→ **Short exercise**: The listing must be reproduced in full, exactly as it stands.

[Location identification items]
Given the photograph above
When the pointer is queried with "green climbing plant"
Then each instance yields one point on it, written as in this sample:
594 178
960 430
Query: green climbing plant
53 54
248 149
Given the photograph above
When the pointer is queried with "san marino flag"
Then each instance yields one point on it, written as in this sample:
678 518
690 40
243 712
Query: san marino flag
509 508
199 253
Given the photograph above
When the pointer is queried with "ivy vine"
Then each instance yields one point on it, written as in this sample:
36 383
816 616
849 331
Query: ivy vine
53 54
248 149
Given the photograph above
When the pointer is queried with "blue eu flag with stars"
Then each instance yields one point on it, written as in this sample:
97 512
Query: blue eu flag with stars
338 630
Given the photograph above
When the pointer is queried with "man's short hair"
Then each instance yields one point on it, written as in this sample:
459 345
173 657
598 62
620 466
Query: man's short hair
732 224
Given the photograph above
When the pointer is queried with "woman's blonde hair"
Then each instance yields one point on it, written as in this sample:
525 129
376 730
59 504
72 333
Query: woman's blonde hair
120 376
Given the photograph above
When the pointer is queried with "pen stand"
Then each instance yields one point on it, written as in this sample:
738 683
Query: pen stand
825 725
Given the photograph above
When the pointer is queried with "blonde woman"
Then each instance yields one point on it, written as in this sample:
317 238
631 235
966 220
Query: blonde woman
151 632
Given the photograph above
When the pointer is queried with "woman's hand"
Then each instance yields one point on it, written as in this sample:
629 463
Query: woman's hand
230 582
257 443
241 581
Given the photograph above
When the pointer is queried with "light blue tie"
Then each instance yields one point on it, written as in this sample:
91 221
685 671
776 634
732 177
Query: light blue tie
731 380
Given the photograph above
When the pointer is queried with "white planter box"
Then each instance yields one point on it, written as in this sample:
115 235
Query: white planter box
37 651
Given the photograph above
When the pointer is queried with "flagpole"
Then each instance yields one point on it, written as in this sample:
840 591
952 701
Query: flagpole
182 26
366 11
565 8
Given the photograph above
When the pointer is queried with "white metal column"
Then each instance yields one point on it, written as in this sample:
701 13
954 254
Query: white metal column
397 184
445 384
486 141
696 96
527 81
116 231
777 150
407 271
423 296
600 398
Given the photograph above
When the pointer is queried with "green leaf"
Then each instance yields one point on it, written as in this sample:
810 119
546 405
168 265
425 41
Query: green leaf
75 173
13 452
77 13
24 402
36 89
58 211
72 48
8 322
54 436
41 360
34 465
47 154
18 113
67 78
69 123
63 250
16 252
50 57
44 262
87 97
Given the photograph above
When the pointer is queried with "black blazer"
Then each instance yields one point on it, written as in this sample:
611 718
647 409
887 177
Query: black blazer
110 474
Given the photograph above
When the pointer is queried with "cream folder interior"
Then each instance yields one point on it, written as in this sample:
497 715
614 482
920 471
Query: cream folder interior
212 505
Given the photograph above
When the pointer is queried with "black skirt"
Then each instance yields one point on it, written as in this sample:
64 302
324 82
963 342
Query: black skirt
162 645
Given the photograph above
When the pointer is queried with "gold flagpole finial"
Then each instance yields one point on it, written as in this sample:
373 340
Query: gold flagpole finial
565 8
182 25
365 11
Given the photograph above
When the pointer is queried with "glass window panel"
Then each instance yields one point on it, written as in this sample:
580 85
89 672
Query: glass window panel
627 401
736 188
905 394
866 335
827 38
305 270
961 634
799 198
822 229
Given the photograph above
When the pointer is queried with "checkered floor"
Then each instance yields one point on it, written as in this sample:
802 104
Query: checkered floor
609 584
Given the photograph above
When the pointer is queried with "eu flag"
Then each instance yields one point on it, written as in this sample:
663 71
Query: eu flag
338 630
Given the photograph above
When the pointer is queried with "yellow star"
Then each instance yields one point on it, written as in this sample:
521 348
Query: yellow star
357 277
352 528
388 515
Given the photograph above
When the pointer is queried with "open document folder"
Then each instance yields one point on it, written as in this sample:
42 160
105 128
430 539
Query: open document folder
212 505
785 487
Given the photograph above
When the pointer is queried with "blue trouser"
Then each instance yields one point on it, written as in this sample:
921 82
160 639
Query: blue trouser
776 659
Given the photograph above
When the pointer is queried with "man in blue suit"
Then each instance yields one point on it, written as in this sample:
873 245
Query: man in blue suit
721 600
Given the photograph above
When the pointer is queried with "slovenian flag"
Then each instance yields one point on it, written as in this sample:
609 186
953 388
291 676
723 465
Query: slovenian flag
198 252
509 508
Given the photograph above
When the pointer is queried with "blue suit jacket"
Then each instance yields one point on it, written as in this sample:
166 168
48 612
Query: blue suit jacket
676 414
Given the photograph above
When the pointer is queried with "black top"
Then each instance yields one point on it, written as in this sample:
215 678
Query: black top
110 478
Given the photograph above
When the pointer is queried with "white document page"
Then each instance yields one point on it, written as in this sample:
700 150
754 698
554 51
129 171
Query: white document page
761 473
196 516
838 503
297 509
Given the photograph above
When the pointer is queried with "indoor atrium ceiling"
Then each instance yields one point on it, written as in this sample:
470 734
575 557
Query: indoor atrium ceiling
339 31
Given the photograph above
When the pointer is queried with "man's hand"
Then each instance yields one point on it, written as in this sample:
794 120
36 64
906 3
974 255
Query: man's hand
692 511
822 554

→ **Solution for this task**:
Given the photograph above
When the pointer is queried with "green climbing plant"
Then each instance yields one point on it, written as in this sample:
594 178
960 430
Query: green climbing plant
53 54
248 149
Given the photograph above
When the pointer is queried with "san marino flag"
Then each instance yields one point on it, written as in this sample:
678 518
690 40
243 712
Query: san marino flag
509 508
199 253
Given the photograph above
When the pointer is queried with "ivy vine"
Then each instance yields one point on it, written as in this sample:
36 383
816 616
849 331
Query: ivy vine
53 54
248 149
Given the photograph above
When the pointer is queried with "blue eu flag with stars"
Then each instance yields one point on it, written as in this sample:
97 512
Query: blue eu flag with stars
338 630
Given the photograph above
When the pointer is queried with "man's short hair"
Then each instance yields one point on it, written as in this sample:
459 345
173 657
598 62
620 466
Query: man's short hair
732 224
Given the photograph above
When the pointer is queried with "woman's blonde hair"
Then each instance yields one point on it, written as in this sample:
525 129
376 730
59 504
72 333
Query: woman's blonde hair
120 376
Given the photograph above
When the pointer is queried with "pen stand"
Then each instance yields one point on it, written as in this sample:
738 683
Query: pen stand
825 725
Given the photograph above
When the pointer is queried with "blonde woman"
Then each instance yields one point on it, written as in this sample:
317 238
631 235
966 220
Query: blonde woman
151 632
Given the photograph above
When the pointer is queried with "woman's hand"
Then each instance yields one point on it, written as in this sample:
629 463
Query: woman's hand
230 582
257 443
241 581
Given the photograph above
When the pointer is queried with "light blue tie"
Then each instance yields one point on it, written as in this sample:
91 221
685 671
776 634
732 177
Query: light blue tie
731 380
Given the photograph above
When the pointer is queried with "white planter box"
Then each instance yields one point on it, written as in this sample:
115 235
Query: white planter box
37 651
Given the photograph above
When the pointer is queried with "flagpole"
Then each instance yields one point on it, written as in this sample:
840 591
952 701
Query: flagpole
182 26
366 11
565 8
Given the photograph above
When the pointer is queried with "white metal column"
Then each instance yields one point on it, written as in this sample:
701 13
954 254
Query: white metal column
397 184
445 384
486 141
696 96
527 81
116 231
777 150
407 271
423 296
600 398
Given the photograph above
When the pointer is queried with "green leaf"
Then each instance yields one point on it, written as in this sample:
810 119
546 405
168 265
425 41
Query: green leaf
75 173
13 452
77 13
24 402
36 89
58 211
72 48
8 322
54 436
41 360
34 465
47 154
18 113
67 78
69 123
63 250
16 252
50 57
44 262
87 97
Given the photograph above
When the pointer is queried with "black blazer"
Then each instance yields one point on it, written as in this sample:
611 718
647 409
887 177
Query: black blazer
110 474
Given the photograph above
When the pointer is queried with "cream folder interior"
Then each instance yields one point on it, written as in this sample:
497 715
614 482
920 471
Query: cream folder interior
212 505
Given the photograph above
When the pointer is queried with "black skirt"
Then each instance yields one point on it, written as in this sample:
64 302
324 82
963 342
Query: black skirt
162 645
Given the photograph above
When the pointer is queried with "gold flagpole finial"
Then each instance yields one point on it, written as in this sample:
373 340
Query: gold flagpole finial
565 8
182 25
365 11
Given the photograph above
When the pointer is queried with "glass window panel"
Then each instance yields one point on it, written as in this sample:
580 85
89 672
Query: glass window panel
627 401
736 188
905 394
866 335
827 38
305 270
961 634
799 198
822 229
Given the photograph above
When the pointer is queried with "checkered floor"
Then each instance yields one point on it, written as in this sample:
802 104
Query: checkered floor
609 584
Given the photograph above
When the pointer is queried with "eu flag"
Then each instance yields one point on it, written as in this sample:
663 71
Query: eu flag
338 630
Given the photograph above
When the pointer is queried with "yellow star"
Then each instance yields one point on it, written as in this sample:
521 348
Query: yellow star
357 277
352 528
388 515
Given the photograph above
When the pointer is queried with "open document folder"
Then each instance yields one point on it, written as in this sample:
42 160
105 128
430 539
Query: open document folder
212 505
785 487
Given the photograph above
When the pointer is queried with "blue trouser"
Then each instance yields one point on it, written as in this sample:
921 82
160 639
Query: blue trouser
776 659
Given the photograph above
When the pointer is queried with "man in blue suit"
Then each instance yields one point on it, written as in this sample:
873 245
Query: man in blue suit
721 600
Given the photograph above
When the pointer is queried with "slovenian flag"
Then each instance yields one point on it, written as in this sample:
609 186
953 388
291 676
723 465
Query: slovenian flag
198 252
509 508
Given the photograph above
When the pointer is queried with "blue suit jacket"
Then each instance yields one point on it, written as in this sample:
166 168
48 612
Query: blue suit jacket
676 414
Given the photograph above
When the pointer is queried with "black top"
Then each instance yields one point on it, written as in this sample:
215 678
Query: black top
110 478
Given the photograph above
When the pointer is queried with "white document page"
Then each instance yields one point on it, written as in this sample:
700 150
754 698
554 51
129 171
Query: white document page
761 473
196 516
838 503
297 509
Given the photograph above
When the pointer is queried with "indoor atrium ceiling"
Then each instance yields one point on it, written as in this sample:
470 734
575 557
Query: indoor atrium ceiling
339 31
Given the photograph above
When the pointer is queried with "man's hand"
Then each instance yields one point on it, written as in this sample:
794 120
36 64
906 3
974 255
Query: man's hand
692 511
822 554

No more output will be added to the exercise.